> _本文_
'''
留学同大阪ブログ

在日朝鮮人大学生・専門学校生の団体です。在日コリアン学生、歴史、文化、教養

本紹介③ 趙廷來 『太白山脈』

f:id:rhtosaka:20200505164757j:plain

 

 1948年10月から、1953年10月まで朝鮮戦争期の全羅南道筏橋(ポルギョ)を舞台とした小説。ノンフィクションであるが、ここに描かれているのは朝鮮戦争の歴史である。

 

 朝鮮戦争は革命戦争であった。それは北と南の対立、資本主義と社会主義の対立といった安易な構図ではなく、日本帝国主義からの解放、その残滓の清算親日派の排除)、そして日帝の残滓を利用し新たな侵略者として南朝鮮に君臨した米帝国主義との闘争であった。建国準備委員会から人民共和国の建設、共産党の運動、組織替え後の南朝鮮労働党の闘争は革命戦争の前史であり、1946年の大邱での大規模な人民蜂起から南労党のパルチザン闘争、済州島4・3蜂起、麗水・順天の反乱からの智異山パルチザン闘争はまさに朝鮮戦争そのものの歴史である。
'''
> _課題の要件_
1: 『太白山脈』の紹介文のうち、「朝鮮戦争は革命戦争であった。」から「鮮戦争そのものの歴史である。」までを、その末尾も含めて一字一句違えずに引用せよ。
2: 『太白山脈』を紹介する本文を、示されている最後の文に続けて書き進めよ。

> _提供資料_
'''
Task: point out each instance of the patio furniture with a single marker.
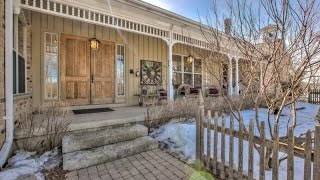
'''
> _課題の解答_
1:
朝鮮戦争は革命戦争であった。それは北と南の対立、資本主義と社会主義の対立といった安易な構図ではなく、日本帝国主義からの解放、その残滓の清算親日派の排除)、そして日帝の残滓を利用し新たな侵略者として南朝鮮に君臨した米帝国主義との闘争であった。建国準備委員会から人民共和国の建設、共産党の運動、組織替え後の南朝鮮労働党の闘争は革命戦争の前史であり、1946年の大邱での大規模な人民蜂起から南労党のパルチザン闘争、済州島4・3蜂起、麗水・順天の反乱からの智異山パルチザン闘争はまさに朝鮮戦争そのものの歴史である。

2:
 本書は、その歴史を生き生きとした人間の姿を通して描き、朝鮮戦争期を生きた朝鮮人の姿を迫力と情感をもって伝える。人民のために命をかけて闘う革命家の姿と、「日帝時代よりも悪くなった」と嘆きながらも闘えない民衆との関係、闘えない民衆のパルチザンに対する心情こそが最も学ぶべき内容だと思う。解放後も新たな支配者とそれに結託した旧親日派勢力によって搾取され踏みつけられる朝鮮民衆の視点、その視点からの日帝批判、米帝批判、親日派に対する嫌悪、パルチザンに対する支援はできないが心の中で応援する心情の表現こそがこの本の醍醐味である。

 

 400頁以上×10巻という膨大な量であるが、読みだすと止まらず一気に読んでしまった。分断の起源としての日帝、それを利用し新たな支配者として南朝鮮人民を踏みにじった米帝、処断されず米帝の手先として狡猾に生き残り民衆から財を搾りとる親日派勢力。それら反動勢力に対する敵愾心を改めて強くさせられた。

 

 そして、何よりも専任イルクンとして、「革命」とは何か?ということを考えらさせられ、自分の生き方をこの上なくストレートに問われた。

 

 紹介したいシーンは山ほどあるが、最後に最も心動かされ思想をえぐられた部分を一つだけ本文そのままあげたい。この本で、最も考えさせられた「歴史闘争」という言葉に関して。パルチザンが壊滅させられていく中、最後の作戦が伝達されるシーン。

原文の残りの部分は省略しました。